=== DATA SHOWN ===
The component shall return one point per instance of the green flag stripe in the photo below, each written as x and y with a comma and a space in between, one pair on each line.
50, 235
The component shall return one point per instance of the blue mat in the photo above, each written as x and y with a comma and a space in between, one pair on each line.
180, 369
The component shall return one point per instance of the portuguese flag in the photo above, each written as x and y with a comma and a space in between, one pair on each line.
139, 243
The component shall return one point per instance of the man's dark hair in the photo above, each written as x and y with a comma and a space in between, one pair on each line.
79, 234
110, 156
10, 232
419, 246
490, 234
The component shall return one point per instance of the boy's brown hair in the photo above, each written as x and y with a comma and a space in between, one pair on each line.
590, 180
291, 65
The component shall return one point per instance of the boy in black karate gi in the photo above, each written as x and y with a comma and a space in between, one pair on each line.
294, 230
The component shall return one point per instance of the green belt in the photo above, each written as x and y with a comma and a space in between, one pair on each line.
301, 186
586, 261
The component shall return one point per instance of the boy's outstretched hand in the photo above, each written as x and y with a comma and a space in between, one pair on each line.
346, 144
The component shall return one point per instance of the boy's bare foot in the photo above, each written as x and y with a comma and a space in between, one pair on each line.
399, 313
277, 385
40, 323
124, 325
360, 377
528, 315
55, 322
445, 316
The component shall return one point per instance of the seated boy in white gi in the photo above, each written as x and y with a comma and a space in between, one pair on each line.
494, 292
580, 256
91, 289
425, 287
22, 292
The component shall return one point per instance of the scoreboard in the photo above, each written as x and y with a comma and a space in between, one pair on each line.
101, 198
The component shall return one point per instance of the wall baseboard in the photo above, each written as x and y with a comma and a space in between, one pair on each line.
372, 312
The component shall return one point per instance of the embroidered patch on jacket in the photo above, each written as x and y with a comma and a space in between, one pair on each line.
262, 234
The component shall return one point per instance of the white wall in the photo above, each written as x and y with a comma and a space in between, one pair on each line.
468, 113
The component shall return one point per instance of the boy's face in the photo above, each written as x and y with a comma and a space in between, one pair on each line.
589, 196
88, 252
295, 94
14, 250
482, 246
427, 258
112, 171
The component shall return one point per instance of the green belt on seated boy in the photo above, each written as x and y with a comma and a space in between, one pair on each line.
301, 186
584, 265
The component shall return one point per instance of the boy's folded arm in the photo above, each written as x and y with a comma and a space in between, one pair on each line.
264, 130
===
**YOUR OBJECTIVE:** Your job is to reproduce the data in full, with every line intact.

**SOLVED EXERCISE:**
The component shall return one point per instance of the green flag stripe in the photo below, each written as x and y with a comma and a space in between, one pair on each line.
50, 235
The component shall return one point per instance of the blue mat in the photo above, each written as x and y with a comma and a space in between, one pair on each line.
180, 369
The component shall return one point per instance of the portuguese flag in the photo above, each written as x and y with a comma and a space in between, one pair on each line.
139, 243
The component shall return one point per instance of the man's dark hair in the photo above, each written as x and y with a comma and a space in between, one pair on each line.
79, 234
110, 156
10, 232
419, 246
490, 234
The component shall return one point per instance of the boy's brown hair in the photo above, each written as x and y with a comma and a space in between, one pair on each line.
590, 180
291, 65
The component shall return one point per instance of the boy in black karate gi in the photo above, each written as x and y with a comma and a space in between, one pair on each line.
294, 230
The component shall return one point per instance of the green belt in the photo above, each written as x and y with a comma and a space in between, one pair on each line.
301, 186
586, 261
The component shall return one point per instance of the boy's outstretched hand in the photo above, each written as x and y with a comma and a space in between, one pair on each line.
346, 144
The component shall return one point per instance of the boy's bare foot in the photo above, each written as x and y with a comma and a space in between, one pair on each line.
399, 313
277, 385
40, 323
124, 325
360, 377
528, 315
55, 322
445, 316
The component shall return one point per instance of the seated boy in white gi in the photo above, each written as x and y with a comma and a space in between, one pair on each line.
494, 292
580, 256
91, 289
425, 287
22, 292
The component shall return one point per instance of the scoreboard in the photo above, each written as x and y with a comma and a space in between, one pair on each line.
101, 198
The component shall return one point per instance of the wall baseboard in the photo above, each written as x and y with a comma and a space in between, one pair on each line.
372, 312
The component shall return one point per instance of the embroidered patch on jacket in the photo above, each written as x and y with a comma and a space in between, one pair on each line.
262, 234
The component shall return one point per instance of the white wall in the photo above, each written as x and y with a comma and a space in between, one pair on each line.
468, 113
The component shall return one point per instance of the boy's face in the photo above, each written as x and y with a comma and a space in between, one pair on each line.
589, 196
88, 252
295, 94
14, 250
482, 246
427, 258
112, 171
The component shall return one point per instance of the green belt on seated boy in the photo above, each written as x and y with a comma and a space in between, one pair on each line.
301, 186
584, 265
The component shall return one point per instance of the boy's folded arm in the photo above, each written as x and y with a comma and a space in between, one pair on each line.
264, 130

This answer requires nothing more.